§ RECORDS FOR PROCESSING:
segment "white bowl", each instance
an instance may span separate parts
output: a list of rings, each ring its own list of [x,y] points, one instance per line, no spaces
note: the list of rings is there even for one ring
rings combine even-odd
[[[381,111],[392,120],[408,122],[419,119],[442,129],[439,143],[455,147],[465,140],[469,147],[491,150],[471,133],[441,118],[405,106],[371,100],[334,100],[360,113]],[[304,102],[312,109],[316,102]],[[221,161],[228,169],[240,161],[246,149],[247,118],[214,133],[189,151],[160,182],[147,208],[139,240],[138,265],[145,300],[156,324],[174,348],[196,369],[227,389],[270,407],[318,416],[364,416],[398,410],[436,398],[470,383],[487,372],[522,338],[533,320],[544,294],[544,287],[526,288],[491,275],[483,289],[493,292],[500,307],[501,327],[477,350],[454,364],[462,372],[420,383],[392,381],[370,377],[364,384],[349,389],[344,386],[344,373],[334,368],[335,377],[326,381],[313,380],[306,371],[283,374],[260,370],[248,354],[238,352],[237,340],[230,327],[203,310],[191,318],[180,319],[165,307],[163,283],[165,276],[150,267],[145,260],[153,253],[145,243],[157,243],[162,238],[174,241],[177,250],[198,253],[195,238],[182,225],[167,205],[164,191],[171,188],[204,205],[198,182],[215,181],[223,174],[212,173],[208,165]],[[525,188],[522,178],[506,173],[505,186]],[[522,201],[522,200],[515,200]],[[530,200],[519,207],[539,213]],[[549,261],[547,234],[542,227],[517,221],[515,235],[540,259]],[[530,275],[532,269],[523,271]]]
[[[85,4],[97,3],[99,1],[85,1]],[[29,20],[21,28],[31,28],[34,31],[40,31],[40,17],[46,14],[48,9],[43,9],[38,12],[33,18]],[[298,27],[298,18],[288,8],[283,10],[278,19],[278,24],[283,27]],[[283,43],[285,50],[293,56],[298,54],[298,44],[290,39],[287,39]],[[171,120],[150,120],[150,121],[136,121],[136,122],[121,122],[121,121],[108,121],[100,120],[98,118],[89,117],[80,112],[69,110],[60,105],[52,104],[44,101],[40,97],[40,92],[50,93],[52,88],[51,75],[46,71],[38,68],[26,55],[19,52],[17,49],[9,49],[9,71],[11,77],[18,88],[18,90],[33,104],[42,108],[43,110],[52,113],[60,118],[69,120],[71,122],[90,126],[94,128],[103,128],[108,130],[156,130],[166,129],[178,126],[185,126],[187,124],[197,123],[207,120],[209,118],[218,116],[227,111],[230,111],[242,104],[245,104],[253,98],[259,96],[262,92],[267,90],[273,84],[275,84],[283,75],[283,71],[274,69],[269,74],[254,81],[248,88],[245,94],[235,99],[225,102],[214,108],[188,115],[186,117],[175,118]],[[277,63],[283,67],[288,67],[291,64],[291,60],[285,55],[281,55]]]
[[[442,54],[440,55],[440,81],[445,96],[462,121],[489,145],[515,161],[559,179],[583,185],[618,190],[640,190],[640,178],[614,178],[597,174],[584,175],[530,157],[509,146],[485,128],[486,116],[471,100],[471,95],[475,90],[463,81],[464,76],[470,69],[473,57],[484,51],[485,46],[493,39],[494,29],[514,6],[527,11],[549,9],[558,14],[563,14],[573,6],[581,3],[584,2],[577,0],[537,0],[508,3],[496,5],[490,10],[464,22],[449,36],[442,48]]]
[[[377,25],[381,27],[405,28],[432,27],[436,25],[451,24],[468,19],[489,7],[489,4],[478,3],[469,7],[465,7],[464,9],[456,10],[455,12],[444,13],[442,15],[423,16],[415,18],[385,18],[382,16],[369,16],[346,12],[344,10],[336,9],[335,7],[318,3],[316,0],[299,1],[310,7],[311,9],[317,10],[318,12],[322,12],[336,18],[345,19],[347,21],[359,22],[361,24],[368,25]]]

§ YOUR GOAL: Please return exactly the lines from the opening line of the data above through the line with "note: the list", both included and nothing else.

§ TASK SOLUTION:
segment "white bowl", each instance
an instance may span separate parts
output: a list of rings, each ring its own list of [x,y] points, one instance per line, no spaces
note: the list of rings is there even for one ring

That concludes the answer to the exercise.